WHAT IS REQUIRED:
Wherever a line in the data below holds "Give", copy that line.

________________________

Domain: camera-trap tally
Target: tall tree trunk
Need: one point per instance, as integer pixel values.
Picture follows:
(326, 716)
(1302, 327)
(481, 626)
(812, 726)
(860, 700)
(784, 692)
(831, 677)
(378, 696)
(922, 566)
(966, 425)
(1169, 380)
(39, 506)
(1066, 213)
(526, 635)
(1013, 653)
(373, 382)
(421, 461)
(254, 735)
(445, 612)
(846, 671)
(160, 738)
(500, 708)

________________________

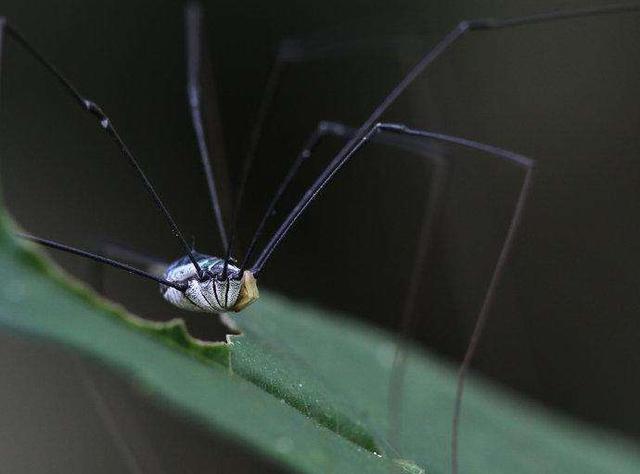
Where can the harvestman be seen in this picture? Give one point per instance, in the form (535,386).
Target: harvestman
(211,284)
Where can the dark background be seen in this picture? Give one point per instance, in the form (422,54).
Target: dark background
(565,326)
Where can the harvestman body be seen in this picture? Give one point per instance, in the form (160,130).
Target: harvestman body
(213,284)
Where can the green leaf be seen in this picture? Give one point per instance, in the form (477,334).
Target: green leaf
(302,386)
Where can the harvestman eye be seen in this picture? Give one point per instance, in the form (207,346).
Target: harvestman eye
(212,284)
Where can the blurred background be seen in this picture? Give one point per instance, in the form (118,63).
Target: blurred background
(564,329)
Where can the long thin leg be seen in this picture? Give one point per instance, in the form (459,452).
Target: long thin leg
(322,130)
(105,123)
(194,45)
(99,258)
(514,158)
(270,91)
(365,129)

________________________

EXERCISE RESULT:
Where can the harvestman be seen in this picture? Give one point per instance, in the form (535,386).
Where can the dark background be seen in this picture? Give one point per instance, in the form (422,54).
Where can the harvestman body be seen in this picture? Give one point per instance, in the form (160,130).
Where can the green leaf be seen in this picture? Give one point per instance, in the form (477,334).
Where can the harvestman eye be seen in this picture? Give one point per instance, in the form (207,346).
Where can the blurred background be seen in this picture? Give one point per instance, in the form (118,63).
Where can the long thin leg be seen in this picture? Give one point per instance, in the form (459,452).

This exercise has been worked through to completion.